**Requirement:** The listing below begins with the first line you should copy; stop after the line containing "positive clicks: (323, 382)", and drop every picture.

**Dataset extract:**
%%

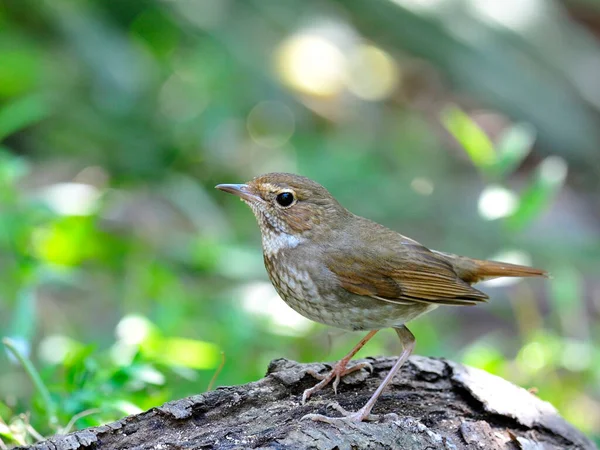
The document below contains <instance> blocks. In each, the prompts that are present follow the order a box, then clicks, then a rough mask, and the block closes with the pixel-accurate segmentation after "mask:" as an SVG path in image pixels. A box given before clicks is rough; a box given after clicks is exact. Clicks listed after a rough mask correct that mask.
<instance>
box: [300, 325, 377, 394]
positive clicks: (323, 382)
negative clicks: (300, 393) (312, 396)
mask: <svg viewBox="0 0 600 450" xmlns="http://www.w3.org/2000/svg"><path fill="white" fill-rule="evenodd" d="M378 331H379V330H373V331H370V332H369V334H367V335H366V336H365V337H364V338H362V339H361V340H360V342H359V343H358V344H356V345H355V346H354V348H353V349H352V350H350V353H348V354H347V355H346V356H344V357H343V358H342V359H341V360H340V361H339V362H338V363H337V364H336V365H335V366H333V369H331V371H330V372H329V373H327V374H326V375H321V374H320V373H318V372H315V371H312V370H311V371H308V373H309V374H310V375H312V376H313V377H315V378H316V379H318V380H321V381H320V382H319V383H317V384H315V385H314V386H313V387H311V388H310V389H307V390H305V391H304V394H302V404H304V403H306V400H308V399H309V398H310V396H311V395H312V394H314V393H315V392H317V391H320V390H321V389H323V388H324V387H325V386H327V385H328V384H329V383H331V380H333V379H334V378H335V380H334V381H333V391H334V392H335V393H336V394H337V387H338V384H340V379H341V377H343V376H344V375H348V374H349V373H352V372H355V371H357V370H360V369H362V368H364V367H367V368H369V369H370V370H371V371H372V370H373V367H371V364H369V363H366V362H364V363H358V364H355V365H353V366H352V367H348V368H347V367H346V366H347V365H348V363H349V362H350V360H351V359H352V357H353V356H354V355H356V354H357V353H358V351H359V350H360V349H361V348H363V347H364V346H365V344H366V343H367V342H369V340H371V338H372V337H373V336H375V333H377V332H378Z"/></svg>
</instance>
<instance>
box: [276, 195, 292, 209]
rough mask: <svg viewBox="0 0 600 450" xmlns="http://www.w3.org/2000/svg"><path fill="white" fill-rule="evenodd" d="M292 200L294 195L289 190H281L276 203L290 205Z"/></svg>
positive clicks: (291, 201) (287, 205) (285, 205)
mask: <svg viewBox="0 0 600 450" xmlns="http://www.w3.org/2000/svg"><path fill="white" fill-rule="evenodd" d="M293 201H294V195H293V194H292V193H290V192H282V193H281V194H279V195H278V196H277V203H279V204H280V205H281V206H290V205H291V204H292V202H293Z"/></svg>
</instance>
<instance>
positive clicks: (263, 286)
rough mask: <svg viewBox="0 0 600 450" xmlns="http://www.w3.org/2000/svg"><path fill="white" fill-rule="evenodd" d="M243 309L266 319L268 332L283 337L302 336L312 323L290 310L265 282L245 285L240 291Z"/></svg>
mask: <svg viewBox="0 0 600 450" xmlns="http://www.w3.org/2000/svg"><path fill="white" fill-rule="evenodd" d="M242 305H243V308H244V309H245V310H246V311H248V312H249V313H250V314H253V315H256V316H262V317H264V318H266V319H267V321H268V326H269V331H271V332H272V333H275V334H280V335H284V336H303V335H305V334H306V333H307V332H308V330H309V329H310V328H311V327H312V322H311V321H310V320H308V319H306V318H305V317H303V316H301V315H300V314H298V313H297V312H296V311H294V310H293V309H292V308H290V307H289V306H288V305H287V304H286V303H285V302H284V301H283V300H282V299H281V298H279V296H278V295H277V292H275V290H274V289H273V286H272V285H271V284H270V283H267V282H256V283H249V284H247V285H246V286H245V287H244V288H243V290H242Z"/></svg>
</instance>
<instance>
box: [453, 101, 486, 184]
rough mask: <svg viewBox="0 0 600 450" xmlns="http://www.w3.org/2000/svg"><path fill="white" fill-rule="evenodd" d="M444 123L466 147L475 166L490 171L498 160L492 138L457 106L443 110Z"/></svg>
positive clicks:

%%

**Exercise response:**
The document below contains <instance> blocks. In each, the prompts that are present follow the order a box, then clicks, then a rough mask, and the block closes with the pixel-accurate segmentation after "mask:" as an SVG path in image pixels. A box given before clicks is rough; a box given after clicks is exact. Clicks listed after a rough mask correct that mask.
<instance>
box: [300, 325, 377, 394]
positive clicks: (323, 382)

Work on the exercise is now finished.